» Data shown:
• • •

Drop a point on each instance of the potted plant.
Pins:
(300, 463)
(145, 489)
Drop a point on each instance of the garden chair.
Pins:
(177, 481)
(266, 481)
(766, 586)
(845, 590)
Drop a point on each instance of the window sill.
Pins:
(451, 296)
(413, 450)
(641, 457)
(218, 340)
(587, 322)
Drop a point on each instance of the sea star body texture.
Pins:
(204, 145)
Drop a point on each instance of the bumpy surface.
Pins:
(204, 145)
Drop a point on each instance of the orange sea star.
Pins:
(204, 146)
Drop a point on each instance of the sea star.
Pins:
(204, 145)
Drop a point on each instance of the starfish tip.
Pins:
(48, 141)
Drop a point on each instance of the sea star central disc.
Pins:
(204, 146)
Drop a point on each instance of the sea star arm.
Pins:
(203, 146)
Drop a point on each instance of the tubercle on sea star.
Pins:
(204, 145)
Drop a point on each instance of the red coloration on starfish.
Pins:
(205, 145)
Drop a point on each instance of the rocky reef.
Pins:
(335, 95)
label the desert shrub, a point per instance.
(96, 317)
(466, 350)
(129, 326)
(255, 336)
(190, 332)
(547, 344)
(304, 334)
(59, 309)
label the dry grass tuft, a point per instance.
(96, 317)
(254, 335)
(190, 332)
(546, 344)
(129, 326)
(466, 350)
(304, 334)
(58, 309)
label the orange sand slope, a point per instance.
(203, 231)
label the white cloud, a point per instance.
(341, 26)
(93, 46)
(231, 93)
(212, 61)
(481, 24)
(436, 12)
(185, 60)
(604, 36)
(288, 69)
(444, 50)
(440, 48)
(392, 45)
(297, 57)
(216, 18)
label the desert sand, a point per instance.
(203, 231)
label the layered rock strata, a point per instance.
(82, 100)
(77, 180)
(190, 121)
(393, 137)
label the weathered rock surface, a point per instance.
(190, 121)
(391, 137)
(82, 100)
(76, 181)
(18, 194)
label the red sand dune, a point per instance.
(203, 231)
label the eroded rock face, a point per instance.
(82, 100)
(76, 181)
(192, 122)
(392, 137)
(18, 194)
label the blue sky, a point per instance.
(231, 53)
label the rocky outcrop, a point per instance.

• • •

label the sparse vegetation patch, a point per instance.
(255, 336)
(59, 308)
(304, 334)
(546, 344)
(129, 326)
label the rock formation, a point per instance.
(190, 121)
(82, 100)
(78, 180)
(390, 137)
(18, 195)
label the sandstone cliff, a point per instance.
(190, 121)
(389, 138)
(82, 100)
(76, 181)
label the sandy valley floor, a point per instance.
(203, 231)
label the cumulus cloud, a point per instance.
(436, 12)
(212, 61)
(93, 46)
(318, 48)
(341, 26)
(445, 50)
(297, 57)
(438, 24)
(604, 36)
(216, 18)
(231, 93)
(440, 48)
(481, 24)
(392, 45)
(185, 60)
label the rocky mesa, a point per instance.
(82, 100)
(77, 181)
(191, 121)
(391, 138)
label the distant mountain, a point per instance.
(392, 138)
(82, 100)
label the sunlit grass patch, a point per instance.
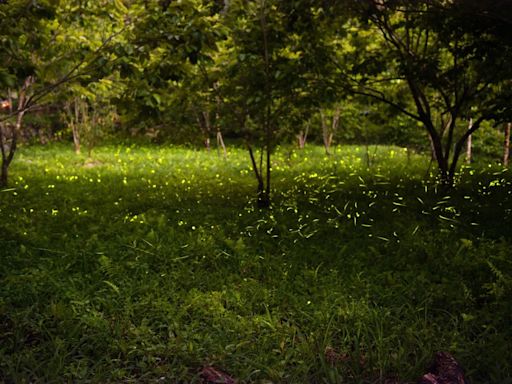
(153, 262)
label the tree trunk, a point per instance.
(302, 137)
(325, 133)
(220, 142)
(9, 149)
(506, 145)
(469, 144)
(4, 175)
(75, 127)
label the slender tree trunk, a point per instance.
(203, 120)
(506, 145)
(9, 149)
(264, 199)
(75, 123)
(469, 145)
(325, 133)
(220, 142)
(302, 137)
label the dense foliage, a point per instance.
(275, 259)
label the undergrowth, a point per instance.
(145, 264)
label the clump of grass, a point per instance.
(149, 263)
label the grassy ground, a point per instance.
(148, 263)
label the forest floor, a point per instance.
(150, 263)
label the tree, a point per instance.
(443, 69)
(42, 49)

• • •

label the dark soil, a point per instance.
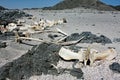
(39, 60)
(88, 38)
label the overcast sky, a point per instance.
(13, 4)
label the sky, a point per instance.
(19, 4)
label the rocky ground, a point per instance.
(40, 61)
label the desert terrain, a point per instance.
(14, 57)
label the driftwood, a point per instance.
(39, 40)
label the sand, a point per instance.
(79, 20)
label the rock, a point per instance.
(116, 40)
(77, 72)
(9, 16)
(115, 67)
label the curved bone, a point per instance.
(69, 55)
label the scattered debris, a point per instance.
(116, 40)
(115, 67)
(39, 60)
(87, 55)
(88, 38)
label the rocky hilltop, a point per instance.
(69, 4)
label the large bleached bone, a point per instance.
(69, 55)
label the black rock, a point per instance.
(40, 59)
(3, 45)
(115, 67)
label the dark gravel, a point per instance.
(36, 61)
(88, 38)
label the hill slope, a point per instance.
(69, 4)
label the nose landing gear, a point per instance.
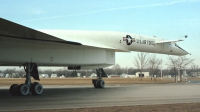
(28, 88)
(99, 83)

• • •

» What is being asked: In the data between the line holding "Drop a point on each instance of the potted" and the line holding "label the rocky outcrop, a", inclusive, switch "Pins" to "Markers". Reproduce only those lines, with nothing else changed.

» Task output:
Drop a point on each instance of the potted plant.
Markers:
(300, 463)
(145, 489)
Drop a point on each instance of the garden chair.
Markers:
(177, 481)
(266, 481)
(766, 586)
(845, 590)
Drop a point on each instance of the window sill.
Markers:
(451, 296)
(413, 450)
(641, 457)
(218, 340)
(587, 322)
Drop a point on each instance of the sea star body texture.
Markers:
(204, 145)
Drop a point on each instance of the bumpy surface.
Markers:
(204, 145)
Drop a point on each instance of the orange sea star.
Markers:
(204, 146)
Drop a point on each instance of the sea star.
Markers:
(204, 145)
Drop a point on each instance of the starfish tip.
Markers:
(48, 141)
Drop a point on each instance of the sea star central disc.
Markers:
(204, 146)
Drop a point on each instance of the sea star arm.
Markers:
(203, 146)
Drop a point on each instance of the tubercle on sea star.
Markers:
(204, 145)
Drop a point on each instance of the red coloration on starfish.
Markers:
(205, 145)
Drop a point on each instance of the rocky reef.
Markers:
(335, 95)
label the desert shrub, a point per instance.
(96, 317)
(466, 350)
(129, 326)
(255, 336)
(190, 332)
(547, 344)
(304, 334)
(59, 309)
label the dry grass tuft, a point per instance.
(96, 317)
(254, 335)
(190, 332)
(546, 344)
(129, 326)
(466, 350)
(304, 334)
(58, 309)
label the orange sand slope, a point per instance.
(203, 231)
label the white cloud, a point per instance.
(341, 26)
(93, 46)
(231, 93)
(212, 61)
(481, 24)
(436, 12)
(185, 60)
(604, 36)
(288, 69)
(444, 50)
(440, 48)
(392, 45)
(297, 57)
(216, 18)
label the desert sand, a point per instance.
(203, 231)
label the layered rock strata, a point per instance.
(82, 100)
(77, 180)
(190, 121)
(393, 137)
label the weathered rock surface, a point per instance.
(190, 121)
(391, 137)
(82, 100)
(76, 181)
(18, 194)
label the red sand dune, a point per instance.
(203, 231)
label the eroded rock face, a point per instance.
(82, 100)
(76, 181)
(192, 122)
(392, 137)
(18, 194)
label the blue sky, a point per instance.
(231, 53)
label the rocky outcrop, a point per instance.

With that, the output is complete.